Data section =
──────
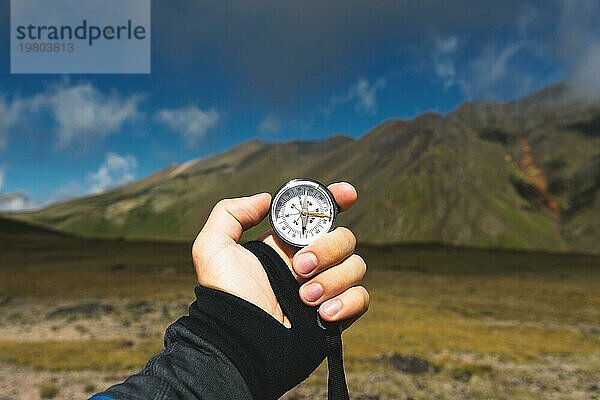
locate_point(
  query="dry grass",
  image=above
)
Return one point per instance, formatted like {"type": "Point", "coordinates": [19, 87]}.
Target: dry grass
{"type": "Point", "coordinates": [494, 324]}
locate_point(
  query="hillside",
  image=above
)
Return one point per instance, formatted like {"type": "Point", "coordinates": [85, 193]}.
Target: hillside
{"type": "Point", "coordinates": [523, 174]}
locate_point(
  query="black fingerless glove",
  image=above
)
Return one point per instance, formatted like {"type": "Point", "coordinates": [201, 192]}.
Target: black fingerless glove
{"type": "Point", "coordinates": [271, 358]}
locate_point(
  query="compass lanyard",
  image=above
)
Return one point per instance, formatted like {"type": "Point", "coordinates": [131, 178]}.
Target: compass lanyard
{"type": "Point", "coordinates": [337, 389]}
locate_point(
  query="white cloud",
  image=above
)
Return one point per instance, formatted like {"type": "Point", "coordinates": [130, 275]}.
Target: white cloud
{"type": "Point", "coordinates": [16, 201]}
{"type": "Point", "coordinates": [191, 122]}
{"type": "Point", "coordinates": [116, 170]}
{"type": "Point", "coordinates": [491, 73]}
{"type": "Point", "coordinates": [83, 113]}
{"type": "Point", "coordinates": [362, 94]}
{"type": "Point", "coordinates": [270, 124]}
{"type": "Point", "coordinates": [444, 53]}
{"type": "Point", "coordinates": [80, 114]}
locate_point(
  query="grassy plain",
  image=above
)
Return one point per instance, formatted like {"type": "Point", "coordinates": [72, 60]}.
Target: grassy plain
{"type": "Point", "coordinates": [485, 323]}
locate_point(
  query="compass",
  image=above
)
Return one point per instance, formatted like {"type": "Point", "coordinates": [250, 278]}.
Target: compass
{"type": "Point", "coordinates": [302, 211]}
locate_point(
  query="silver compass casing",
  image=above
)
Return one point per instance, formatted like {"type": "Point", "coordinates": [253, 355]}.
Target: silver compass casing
{"type": "Point", "coordinates": [319, 194]}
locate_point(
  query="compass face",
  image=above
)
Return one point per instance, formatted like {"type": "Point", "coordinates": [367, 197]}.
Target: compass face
{"type": "Point", "coordinates": [302, 211]}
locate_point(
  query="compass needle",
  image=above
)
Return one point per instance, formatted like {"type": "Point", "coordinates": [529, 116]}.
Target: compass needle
{"type": "Point", "coordinates": [307, 205]}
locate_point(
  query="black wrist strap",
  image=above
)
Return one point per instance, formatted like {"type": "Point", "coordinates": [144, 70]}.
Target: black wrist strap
{"type": "Point", "coordinates": [337, 389]}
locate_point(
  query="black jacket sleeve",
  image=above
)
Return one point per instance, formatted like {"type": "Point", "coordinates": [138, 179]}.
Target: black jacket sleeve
{"type": "Point", "coordinates": [228, 348]}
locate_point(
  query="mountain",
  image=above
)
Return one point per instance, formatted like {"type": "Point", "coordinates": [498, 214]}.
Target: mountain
{"type": "Point", "coordinates": [13, 201]}
{"type": "Point", "coordinates": [522, 174]}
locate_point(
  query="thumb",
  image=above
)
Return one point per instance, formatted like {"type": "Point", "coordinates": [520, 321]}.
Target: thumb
{"type": "Point", "coordinates": [231, 217]}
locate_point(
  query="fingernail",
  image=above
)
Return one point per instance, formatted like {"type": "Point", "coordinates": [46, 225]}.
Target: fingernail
{"type": "Point", "coordinates": [332, 307]}
{"type": "Point", "coordinates": [313, 292]}
{"type": "Point", "coordinates": [306, 263]}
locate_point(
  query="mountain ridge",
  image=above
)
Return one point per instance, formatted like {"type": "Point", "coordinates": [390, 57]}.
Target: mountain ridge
{"type": "Point", "coordinates": [522, 174]}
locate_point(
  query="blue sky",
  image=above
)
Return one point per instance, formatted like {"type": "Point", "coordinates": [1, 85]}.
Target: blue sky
{"type": "Point", "coordinates": [228, 72]}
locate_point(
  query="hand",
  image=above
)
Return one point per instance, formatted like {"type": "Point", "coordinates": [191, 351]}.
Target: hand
{"type": "Point", "coordinates": [328, 270]}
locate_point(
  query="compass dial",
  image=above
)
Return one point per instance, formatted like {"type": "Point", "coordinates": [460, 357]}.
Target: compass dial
{"type": "Point", "coordinates": [302, 211]}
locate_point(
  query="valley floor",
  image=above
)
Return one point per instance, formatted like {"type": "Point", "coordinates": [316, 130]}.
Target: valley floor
{"type": "Point", "coordinates": [445, 323]}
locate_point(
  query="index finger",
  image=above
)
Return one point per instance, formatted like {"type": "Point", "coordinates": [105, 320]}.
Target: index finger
{"type": "Point", "coordinates": [344, 193]}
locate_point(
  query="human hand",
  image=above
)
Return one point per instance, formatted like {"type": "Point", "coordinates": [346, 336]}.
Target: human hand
{"type": "Point", "coordinates": [328, 270]}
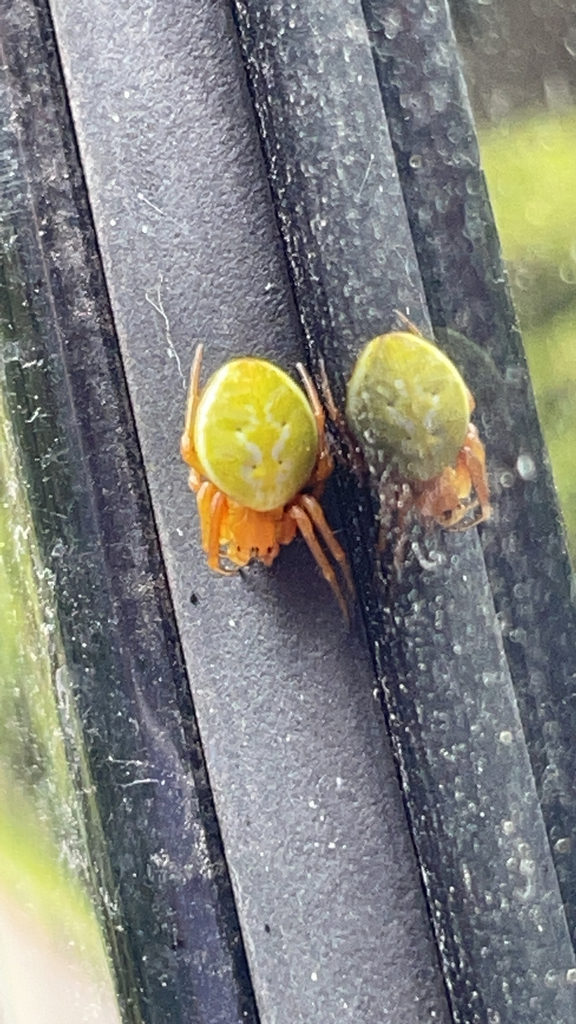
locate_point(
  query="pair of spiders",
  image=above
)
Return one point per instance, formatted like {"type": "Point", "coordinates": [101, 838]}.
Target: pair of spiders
──────
Task = Show every line of the records above that contains the word "ridge", copying each one in full.

Correct answer =
  query="mountain ridge",
Target: mountain ridge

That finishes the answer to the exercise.